- _Problem_
Set every entry down again exactly, omitting none.

--- Data for review Enclosed Below ---

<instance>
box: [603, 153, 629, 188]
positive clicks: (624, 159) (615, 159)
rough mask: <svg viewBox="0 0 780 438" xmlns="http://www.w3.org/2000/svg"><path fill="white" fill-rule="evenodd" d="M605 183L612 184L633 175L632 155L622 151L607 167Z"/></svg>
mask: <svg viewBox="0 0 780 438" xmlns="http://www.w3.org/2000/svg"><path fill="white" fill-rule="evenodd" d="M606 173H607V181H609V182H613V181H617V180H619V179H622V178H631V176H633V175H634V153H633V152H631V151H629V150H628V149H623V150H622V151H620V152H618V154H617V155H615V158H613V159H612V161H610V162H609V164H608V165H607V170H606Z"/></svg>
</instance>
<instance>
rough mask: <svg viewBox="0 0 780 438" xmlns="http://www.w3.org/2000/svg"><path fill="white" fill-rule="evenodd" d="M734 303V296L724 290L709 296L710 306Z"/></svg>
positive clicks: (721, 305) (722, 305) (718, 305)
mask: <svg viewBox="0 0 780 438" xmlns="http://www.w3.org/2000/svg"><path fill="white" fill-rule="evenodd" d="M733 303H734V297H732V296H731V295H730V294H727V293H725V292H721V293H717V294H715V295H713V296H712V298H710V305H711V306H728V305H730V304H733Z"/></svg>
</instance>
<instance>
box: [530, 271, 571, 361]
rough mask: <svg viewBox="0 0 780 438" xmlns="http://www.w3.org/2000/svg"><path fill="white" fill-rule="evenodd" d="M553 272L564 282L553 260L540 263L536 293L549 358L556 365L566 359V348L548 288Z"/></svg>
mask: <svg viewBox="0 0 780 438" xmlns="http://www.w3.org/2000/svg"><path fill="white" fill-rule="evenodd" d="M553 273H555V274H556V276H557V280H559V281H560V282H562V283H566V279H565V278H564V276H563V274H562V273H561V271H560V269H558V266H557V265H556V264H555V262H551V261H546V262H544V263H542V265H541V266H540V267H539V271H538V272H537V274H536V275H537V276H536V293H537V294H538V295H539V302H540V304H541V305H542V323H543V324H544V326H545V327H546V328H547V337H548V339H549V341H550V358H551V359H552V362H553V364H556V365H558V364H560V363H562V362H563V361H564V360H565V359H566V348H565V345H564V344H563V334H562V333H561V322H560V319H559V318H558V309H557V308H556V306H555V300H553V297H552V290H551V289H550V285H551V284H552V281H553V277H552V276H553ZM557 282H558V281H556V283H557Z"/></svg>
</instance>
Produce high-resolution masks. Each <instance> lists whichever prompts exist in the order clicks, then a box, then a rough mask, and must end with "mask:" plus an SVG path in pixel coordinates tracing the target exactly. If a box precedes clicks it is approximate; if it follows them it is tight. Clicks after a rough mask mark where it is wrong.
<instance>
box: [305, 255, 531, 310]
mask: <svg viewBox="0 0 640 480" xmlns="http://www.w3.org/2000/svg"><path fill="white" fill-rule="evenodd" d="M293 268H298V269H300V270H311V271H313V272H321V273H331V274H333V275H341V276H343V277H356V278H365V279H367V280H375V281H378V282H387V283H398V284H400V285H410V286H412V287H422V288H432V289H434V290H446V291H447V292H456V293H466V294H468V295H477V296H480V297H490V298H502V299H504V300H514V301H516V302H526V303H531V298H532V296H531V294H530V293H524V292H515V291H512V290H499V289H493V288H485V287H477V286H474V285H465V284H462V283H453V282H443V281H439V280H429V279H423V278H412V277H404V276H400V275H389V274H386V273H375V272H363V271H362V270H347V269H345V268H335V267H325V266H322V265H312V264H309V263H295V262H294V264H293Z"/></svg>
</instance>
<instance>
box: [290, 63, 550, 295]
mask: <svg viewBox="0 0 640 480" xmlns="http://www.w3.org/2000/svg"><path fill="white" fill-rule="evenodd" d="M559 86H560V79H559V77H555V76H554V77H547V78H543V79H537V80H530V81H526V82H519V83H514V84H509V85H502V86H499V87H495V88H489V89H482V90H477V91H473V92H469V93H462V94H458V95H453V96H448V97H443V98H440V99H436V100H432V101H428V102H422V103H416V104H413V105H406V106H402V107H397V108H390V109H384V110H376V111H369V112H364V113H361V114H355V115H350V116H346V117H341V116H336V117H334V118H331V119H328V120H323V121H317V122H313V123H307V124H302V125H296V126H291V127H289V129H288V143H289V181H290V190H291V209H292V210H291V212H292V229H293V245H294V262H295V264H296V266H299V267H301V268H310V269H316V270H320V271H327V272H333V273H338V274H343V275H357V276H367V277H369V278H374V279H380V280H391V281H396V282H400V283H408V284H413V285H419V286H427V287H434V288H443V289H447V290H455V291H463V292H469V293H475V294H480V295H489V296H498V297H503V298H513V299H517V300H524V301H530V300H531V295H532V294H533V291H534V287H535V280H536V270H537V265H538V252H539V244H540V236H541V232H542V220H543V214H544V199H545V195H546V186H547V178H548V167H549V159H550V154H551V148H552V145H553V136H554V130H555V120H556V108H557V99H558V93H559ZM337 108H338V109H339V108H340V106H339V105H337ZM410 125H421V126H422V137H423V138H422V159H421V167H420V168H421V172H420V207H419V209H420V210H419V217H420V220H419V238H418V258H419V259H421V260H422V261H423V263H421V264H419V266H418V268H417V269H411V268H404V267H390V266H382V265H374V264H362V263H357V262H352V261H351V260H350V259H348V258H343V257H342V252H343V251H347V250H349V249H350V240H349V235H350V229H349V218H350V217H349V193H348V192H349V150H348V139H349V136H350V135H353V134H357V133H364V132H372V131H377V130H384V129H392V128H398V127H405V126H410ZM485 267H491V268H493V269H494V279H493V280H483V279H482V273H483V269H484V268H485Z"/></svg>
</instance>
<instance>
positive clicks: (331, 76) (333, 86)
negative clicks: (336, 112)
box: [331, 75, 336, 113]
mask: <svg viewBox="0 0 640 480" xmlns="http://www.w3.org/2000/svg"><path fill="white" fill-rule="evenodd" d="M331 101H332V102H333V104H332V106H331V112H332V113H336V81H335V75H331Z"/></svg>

--- End of Enclosed Data for review ---

- _Result of this exercise_
<instance>
box: [603, 153, 629, 188]
positive clicks: (624, 159) (615, 159)
rough mask: <svg viewBox="0 0 780 438" xmlns="http://www.w3.org/2000/svg"><path fill="white" fill-rule="evenodd" d="M605 183L612 184L633 175L632 155L622 151L607 167Z"/></svg>
mask: <svg viewBox="0 0 780 438" xmlns="http://www.w3.org/2000/svg"><path fill="white" fill-rule="evenodd" d="M606 173H607V181H609V182H613V181H617V180H619V179H622V178H631V176H633V175H634V153H633V152H631V151H629V150H628V149H623V150H622V151H620V152H618V154H617V155H615V158H613V159H612V161H610V162H609V164H608V165H607V170H606Z"/></svg>
</instance>
<instance>
rough mask: <svg viewBox="0 0 780 438" xmlns="http://www.w3.org/2000/svg"><path fill="white" fill-rule="evenodd" d="M734 303V296L724 290L709 296L710 306Z"/></svg>
positive clicks: (721, 305) (722, 305) (718, 305)
mask: <svg viewBox="0 0 780 438" xmlns="http://www.w3.org/2000/svg"><path fill="white" fill-rule="evenodd" d="M733 303H734V297H732V296H731V295H730V294H727V293H725V292H721V293H717V294H715V295H713V296H712V298H710V305H711V306H728V305H730V304H733Z"/></svg>
</instance>
<instance>
box: [530, 271, 571, 361]
rough mask: <svg viewBox="0 0 780 438" xmlns="http://www.w3.org/2000/svg"><path fill="white" fill-rule="evenodd" d="M553 272L564 282L553 260L540 263L536 293L549 358L556 365L566 359V348L548 288Z"/></svg>
mask: <svg viewBox="0 0 780 438" xmlns="http://www.w3.org/2000/svg"><path fill="white" fill-rule="evenodd" d="M553 273H555V274H556V276H557V280H559V281H560V282H562V283H566V279H565V278H564V276H563V274H562V273H561V271H560V269H558V266H557V265H556V264H555V262H551V261H546V262H544V263H542V265H541V266H540V267H539V271H538V272H537V274H536V275H537V276H536V293H537V294H538V295H539V302H540V304H541V305H542V323H543V324H544V326H545V327H546V328H547V337H548V339H549V341H550V358H551V359H552V362H553V364H556V365H558V364H560V363H562V362H563V361H564V360H565V359H566V348H565V345H564V344H563V334H562V333H561V322H560V319H559V318H558V309H557V308H556V306H555V300H553V297H552V290H551V289H550V285H551V284H552V281H553V277H552V276H553ZM557 282H558V281H556V283H557Z"/></svg>
</instance>
Produce high-resolution masks. Each <instance> lists whichever prompts exist in the order clicks, then a box, then a rough mask, and must end with "mask:" plus an SVG path in pixel coordinates tracing the target exactly. If a box precedes clicks it is approximate; if it follows them it is tight. Clicks after a rough mask mark where it is wrong.
<instance>
box: [305, 255, 531, 310]
mask: <svg viewBox="0 0 640 480" xmlns="http://www.w3.org/2000/svg"><path fill="white" fill-rule="evenodd" d="M293 268H298V269H300V270H311V271H313V272H321V273H331V274H333V275H341V276H343V277H356V278H365V279H367V280H375V281H378V282H387V283H398V284H400V285H410V286H412V287H422V288H432V289H434V290H446V291H447V292H456V293H466V294H468V295H477V296H480V297H490V298H502V299H504V300H514V301H516V302H526V303H531V298H532V296H531V294H530V293H524V292H515V291H512V290H499V289H493V288H485V287H477V286H474V285H465V284H462V283H453V282H443V281H439V280H429V279H423V278H412V277H404V276H400V275H389V274H386V273H375V272H363V271H362V270H347V269H345V268H335V267H325V266H322V265H312V264H309V263H295V262H294V264H293Z"/></svg>
</instance>
<instance>
box: [290, 63, 550, 295]
mask: <svg viewBox="0 0 640 480" xmlns="http://www.w3.org/2000/svg"><path fill="white" fill-rule="evenodd" d="M559 86H560V79H559V77H555V76H554V77H547V78H543V79H537V80H530V81H526V82H519V83H514V84H509V85H502V86H499V87H495V88H489V89H482V90H477V91H473V92H469V93H462V94H458V95H453V96H448V97H443V98H440V99H436V100H432V101H428V102H422V103H416V104H413V105H406V106H402V107H397V108H390V109H384V110H376V111H369V112H364V113H361V114H355V115H350V116H346V117H341V116H336V117H334V118H331V119H328V120H323V121H317V122H313V123H307V124H302V125H296V126H291V127H289V129H288V143H289V181H290V190H291V209H292V210H291V212H292V229H293V245H294V262H295V264H296V266H299V267H301V268H310V269H316V270H320V271H327V272H333V273H338V274H343V275H357V276H367V277H369V278H374V279H380V280H391V281H396V282H400V283H408V284H413V285H419V286H427V287H434V288H443V289H447V290H455V291H463V292H469V293H475V294H480V295H489V296H498V297H503V298H513V299H517V300H524V301H530V300H531V295H532V294H533V291H534V287H535V280H536V270H537V265H538V252H539V244H540V236H541V232H542V220H543V214H544V199H545V195H546V186H547V178H548V167H549V159H550V154H551V148H552V145H553V136H554V130H555V120H556V108H557V99H558V93H559ZM337 108H338V109H339V108H340V106H339V105H337ZM410 125H421V126H422V137H423V138H422V159H421V167H420V168H421V172H420V207H419V209H420V210H419V217H420V220H419V238H418V258H419V259H421V260H422V261H423V263H421V264H419V266H418V268H417V269H411V268H404V267H390V266H382V265H374V264H362V263H357V262H352V261H351V260H350V259H348V258H343V257H342V252H343V251H347V250H349V249H350V240H349V235H350V229H349V218H350V217H349V193H348V192H349V150H348V139H349V136H350V135H353V134H357V133H364V132H372V131H377V130H384V129H392V128H398V127H405V126H410ZM485 267H491V268H493V269H494V279H493V280H483V279H482V273H483V269H484V268H485Z"/></svg>
</instance>
<instance>
positive clicks: (331, 76) (333, 86)
negative clicks: (336, 112)
box: [331, 75, 336, 113]
mask: <svg viewBox="0 0 640 480" xmlns="http://www.w3.org/2000/svg"><path fill="white" fill-rule="evenodd" d="M331 101H332V102H333V104H332V106H331V112H332V113H336V81H335V75H331Z"/></svg>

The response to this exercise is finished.